— Document extract —
···
New Method of Delivering Therapeutic Proteins to the Eye for the Treatment of Glaucoma

Anna Demetriades, MD, PhD
Joan and Sanford I. Weill Medical College of Cornell University (New York, NY)
Year Awarded:
2013
Grant Duration:
July 1, 2013 to June 30, 2015
Disease:
Glaucoma
Award Amount:
$100,000
Grant Reference ID:
G2013141
Award Type:
Standard
Award Region:
US Northeastern
This grant is made possible in part by a gift from The New York Community Trust – Steven & Barbara Rothman Fund.

Neurotrophic Biofactories for the Treatment of Glaucoma

Summary

Glaucoma is the result of retinal ganglion cell (RGC) death in the eye which ultimately leads to vision loss in patients. RGCs are the nerve cells that extend down the optic nerve and connect the eye to the brain. The aim of this study is to develop a novel treatment for patients by identifying a new way to slow down and prevent RGC death. Dr. Demetriades’ team will use gene therapy to deliver neuroprotective proteins to specific cells within the retina and determine whether it is best to deliver these proteins directly to RGCs or to adjacent cells in order to optimally improve their survival.

Details

The goal of this project is to develop a new gene therapy treatment for glaucoma patients aimed at slowing down or stopping disease progression.
···
Stored data
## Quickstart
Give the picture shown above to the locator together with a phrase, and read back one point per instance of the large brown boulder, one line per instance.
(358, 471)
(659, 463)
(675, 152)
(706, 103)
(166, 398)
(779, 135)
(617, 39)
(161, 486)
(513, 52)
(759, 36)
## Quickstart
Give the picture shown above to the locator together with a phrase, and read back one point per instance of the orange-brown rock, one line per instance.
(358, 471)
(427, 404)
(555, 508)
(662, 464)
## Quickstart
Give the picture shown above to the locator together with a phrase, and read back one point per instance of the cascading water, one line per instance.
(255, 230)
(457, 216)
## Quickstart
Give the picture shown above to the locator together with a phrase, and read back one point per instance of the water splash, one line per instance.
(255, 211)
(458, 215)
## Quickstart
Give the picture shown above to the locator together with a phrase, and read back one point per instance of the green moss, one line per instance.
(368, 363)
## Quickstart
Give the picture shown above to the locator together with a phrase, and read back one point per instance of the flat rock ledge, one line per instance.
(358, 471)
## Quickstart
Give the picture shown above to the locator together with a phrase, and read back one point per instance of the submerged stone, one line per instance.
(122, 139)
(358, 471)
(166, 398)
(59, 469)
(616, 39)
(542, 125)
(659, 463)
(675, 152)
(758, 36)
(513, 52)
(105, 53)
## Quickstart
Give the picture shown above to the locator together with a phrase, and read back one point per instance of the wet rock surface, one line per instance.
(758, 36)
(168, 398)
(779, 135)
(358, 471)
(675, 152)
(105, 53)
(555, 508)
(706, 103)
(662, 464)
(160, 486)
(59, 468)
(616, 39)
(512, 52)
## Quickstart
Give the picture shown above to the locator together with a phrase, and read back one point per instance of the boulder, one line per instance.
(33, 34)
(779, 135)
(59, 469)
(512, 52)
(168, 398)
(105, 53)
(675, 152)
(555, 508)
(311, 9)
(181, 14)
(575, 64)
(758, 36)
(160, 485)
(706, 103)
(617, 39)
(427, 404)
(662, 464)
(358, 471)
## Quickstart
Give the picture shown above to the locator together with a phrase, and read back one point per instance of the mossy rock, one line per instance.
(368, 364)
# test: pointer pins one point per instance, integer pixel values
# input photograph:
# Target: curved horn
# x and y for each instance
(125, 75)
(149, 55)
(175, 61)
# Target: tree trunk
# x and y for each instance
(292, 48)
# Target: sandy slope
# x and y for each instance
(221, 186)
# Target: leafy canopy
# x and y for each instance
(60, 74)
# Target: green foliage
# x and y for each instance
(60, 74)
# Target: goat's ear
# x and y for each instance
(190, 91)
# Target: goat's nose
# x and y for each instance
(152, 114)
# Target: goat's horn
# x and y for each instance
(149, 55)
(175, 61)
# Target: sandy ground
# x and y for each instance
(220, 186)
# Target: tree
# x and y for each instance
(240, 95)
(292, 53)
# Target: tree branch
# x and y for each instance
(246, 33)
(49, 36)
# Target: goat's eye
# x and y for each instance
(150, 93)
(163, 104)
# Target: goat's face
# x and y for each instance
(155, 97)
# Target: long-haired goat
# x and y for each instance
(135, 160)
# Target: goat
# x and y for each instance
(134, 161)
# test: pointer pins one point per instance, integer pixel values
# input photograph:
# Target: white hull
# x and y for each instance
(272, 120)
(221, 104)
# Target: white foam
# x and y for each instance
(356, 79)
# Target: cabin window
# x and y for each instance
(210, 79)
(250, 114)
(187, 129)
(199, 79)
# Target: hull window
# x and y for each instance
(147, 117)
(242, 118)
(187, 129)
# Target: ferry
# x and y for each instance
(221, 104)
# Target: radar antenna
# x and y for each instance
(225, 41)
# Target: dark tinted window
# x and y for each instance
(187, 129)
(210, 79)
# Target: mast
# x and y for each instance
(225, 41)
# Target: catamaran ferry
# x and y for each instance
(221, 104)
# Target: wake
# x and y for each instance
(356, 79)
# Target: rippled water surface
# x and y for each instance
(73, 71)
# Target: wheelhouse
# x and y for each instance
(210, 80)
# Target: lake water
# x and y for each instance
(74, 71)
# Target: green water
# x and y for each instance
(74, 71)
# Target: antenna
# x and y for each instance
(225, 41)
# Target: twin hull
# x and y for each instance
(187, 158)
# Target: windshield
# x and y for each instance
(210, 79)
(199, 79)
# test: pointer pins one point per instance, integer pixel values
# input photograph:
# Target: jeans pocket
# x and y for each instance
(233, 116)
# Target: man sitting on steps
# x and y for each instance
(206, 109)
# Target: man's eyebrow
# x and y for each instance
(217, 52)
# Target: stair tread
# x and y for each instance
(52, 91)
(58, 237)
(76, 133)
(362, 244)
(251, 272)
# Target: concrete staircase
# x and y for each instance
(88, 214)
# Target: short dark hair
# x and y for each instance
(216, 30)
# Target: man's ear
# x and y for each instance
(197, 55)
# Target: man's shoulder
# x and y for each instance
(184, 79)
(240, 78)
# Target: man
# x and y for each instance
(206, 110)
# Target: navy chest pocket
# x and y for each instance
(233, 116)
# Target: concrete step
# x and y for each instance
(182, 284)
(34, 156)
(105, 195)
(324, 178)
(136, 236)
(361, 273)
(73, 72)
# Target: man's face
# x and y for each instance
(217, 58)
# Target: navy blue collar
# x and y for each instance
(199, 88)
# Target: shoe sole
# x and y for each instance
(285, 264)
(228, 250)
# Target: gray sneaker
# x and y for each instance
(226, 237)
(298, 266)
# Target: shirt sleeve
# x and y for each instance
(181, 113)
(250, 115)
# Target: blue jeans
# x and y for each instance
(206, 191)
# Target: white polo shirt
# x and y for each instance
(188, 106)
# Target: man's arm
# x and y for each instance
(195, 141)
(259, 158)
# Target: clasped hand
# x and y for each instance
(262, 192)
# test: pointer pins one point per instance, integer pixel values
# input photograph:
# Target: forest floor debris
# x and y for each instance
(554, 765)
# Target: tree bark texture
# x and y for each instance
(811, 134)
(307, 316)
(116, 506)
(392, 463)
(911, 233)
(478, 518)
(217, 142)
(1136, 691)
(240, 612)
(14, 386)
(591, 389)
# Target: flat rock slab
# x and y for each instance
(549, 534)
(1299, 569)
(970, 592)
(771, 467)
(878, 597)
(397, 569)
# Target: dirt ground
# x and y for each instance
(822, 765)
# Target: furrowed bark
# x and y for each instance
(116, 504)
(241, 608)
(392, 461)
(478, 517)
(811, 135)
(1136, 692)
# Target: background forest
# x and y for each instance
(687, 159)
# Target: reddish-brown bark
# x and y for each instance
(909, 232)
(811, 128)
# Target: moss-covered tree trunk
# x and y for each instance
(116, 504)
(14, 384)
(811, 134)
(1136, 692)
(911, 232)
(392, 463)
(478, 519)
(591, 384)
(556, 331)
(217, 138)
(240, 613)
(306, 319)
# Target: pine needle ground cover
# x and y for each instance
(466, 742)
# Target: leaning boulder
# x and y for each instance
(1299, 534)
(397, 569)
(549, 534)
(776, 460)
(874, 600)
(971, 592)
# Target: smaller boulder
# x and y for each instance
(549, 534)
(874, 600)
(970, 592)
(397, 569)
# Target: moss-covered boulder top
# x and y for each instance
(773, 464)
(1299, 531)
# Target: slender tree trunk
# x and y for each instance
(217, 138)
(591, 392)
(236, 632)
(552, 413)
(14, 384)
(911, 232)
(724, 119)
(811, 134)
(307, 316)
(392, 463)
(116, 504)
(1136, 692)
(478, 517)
···
— Exercise A —
In the glaucoma grant description, what is the award amount?
— Exercise B —
Continue the glaucoma grant description from where it stops.

— Expected output A —
$100,000

— Expected output B —
Dr. Demetriades’ team will use a gene therapy approach to deliver neuroprotective proteins to specific cells within the retina. Retinal ganglion cell (RGC) death is the hallmark of glaucoma. The gene therapy method will deliver therapeutic proteins to RGCs and adjacent cells within the retina to improve their survival.

The innovative aspect of this proposal is the use of a cell-specific gene therapy approach. Dr. Demetriades will develop gene therapy carrier systems that enable delivery of a therapeutic protein to a specific cell type within the retina. This research could lead to the creation of a novel delivery system for the eye.

Current treatments control eye pressure but vision loss may still occur. Dr. Demetriades’ study will provide new insights into the potential of cell-specific gene therapy for the treatment of glaucoma. Their goal through this work is to develop an adjuvant therapy that slows or stops disease progression in order to prevent vision loss.